* **ABOUT THIS EXERCISE**
Every word of the listing must be returned. Retype it exactly.

* **RECORD EXTRACTS**

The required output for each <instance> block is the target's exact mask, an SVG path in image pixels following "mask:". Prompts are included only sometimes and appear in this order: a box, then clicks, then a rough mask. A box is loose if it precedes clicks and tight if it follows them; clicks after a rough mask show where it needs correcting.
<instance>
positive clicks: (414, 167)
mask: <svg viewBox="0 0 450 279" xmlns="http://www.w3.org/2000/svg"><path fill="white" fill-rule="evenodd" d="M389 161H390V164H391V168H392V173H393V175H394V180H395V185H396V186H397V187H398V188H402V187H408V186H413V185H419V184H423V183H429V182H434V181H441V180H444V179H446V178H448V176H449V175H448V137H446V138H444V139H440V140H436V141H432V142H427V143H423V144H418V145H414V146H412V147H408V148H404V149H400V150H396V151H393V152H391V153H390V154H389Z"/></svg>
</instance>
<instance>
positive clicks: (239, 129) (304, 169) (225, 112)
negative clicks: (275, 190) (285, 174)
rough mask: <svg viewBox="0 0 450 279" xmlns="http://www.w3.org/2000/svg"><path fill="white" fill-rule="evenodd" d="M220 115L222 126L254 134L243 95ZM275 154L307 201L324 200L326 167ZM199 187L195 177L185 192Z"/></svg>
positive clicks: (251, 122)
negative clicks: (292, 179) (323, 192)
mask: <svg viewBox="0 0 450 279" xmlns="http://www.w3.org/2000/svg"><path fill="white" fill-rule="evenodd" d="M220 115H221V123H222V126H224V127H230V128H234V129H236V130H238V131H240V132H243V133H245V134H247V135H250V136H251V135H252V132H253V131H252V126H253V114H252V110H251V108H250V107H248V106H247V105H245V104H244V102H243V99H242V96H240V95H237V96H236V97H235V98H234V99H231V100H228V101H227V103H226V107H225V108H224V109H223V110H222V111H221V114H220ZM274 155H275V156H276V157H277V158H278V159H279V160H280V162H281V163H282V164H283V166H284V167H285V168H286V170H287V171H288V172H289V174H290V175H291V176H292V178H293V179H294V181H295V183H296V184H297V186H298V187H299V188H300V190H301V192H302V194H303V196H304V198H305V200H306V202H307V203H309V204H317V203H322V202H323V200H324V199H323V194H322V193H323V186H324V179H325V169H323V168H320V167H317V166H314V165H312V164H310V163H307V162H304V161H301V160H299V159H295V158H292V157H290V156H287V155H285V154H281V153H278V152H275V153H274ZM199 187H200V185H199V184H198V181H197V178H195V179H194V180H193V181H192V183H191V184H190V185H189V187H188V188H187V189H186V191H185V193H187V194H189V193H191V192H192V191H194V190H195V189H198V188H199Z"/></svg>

* **ANSWER TO THIS TASK**
The required output for each <instance> block is the target's exact mask, an SVG path in image pixels following "mask:". Prompts are included only sometimes and appear in this order: a box, then clicks, then a rough mask. A box is loose if it precedes clicks and tight if it follows them; clicks after a rough mask show where it needs correcting.
<instance>
positive clicks: (414, 167)
mask: <svg viewBox="0 0 450 279" xmlns="http://www.w3.org/2000/svg"><path fill="white" fill-rule="evenodd" d="M389 161H390V164H391V168H392V173H393V175H394V180H395V185H396V186H397V187H398V188H402V187H408V186H413V185H419V184H423V183H429V182H434V181H441V180H444V179H446V178H448V176H449V175H448V137H446V138H444V139H440V140H436V141H432V142H427V143H423V144H418V145H414V146H412V147H408V148H404V149H400V150H396V151H393V152H391V153H390V154H389Z"/></svg>
</instance>
<instance>
positive clicks: (239, 129) (304, 169) (225, 112)
negative clicks: (275, 190) (285, 174)
rough mask: <svg viewBox="0 0 450 279" xmlns="http://www.w3.org/2000/svg"><path fill="white" fill-rule="evenodd" d="M220 115L222 126L254 134L243 95ZM275 154L307 201L324 200L326 167ZM199 187L195 177L185 192Z"/></svg>
positive clicks: (251, 122)
negative clicks: (292, 179) (323, 192)
mask: <svg viewBox="0 0 450 279" xmlns="http://www.w3.org/2000/svg"><path fill="white" fill-rule="evenodd" d="M220 115H221V123H222V126H224V127H230V128H234V129H236V130H238V131H240V132H243V133H245V134H247V135H250V136H251V135H252V132H253V131H252V126H253V114H252V110H251V108H250V107H248V106H247V105H245V104H244V102H243V99H242V96H240V95H237V96H236V97H235V98H234V99H231V100H228V101H227V103H226V107H225V108H224V109H223V110H222V111H221V114H220ZM274 155H275V156H276V157H277V158H278V159H279V160H280V162H281V163H282V164H283V166H284V167H285V168H286V170H287V171H288V172H289V174H290V175H291V176H292V178H293V179H294V181H295V183H296V184H297V186H298V187H299V188H300V190H301V192H302V194H303V196H304V198H305V200H306V202H307V203H309V204H317V203H322V202H323V200H324V199H323V194H322V193H323V186H324V179H325V169H323V168H320V167H317V166H314V165H312V164H310V163H307V162H304V161H301V160H299V159H295V158H292V157H290V156H287V155H285V154H281V153H278V152H275V153H274ZM199 187H200V185H199V184H198V181H197V178H195V179H194V180H193V181H192V183H191V184H190V185H189V187H188V188H187V189H186V191H185V193H187V194H189V193H191V192H192V191H194V190H195V189H198V188H199Z"/></svg>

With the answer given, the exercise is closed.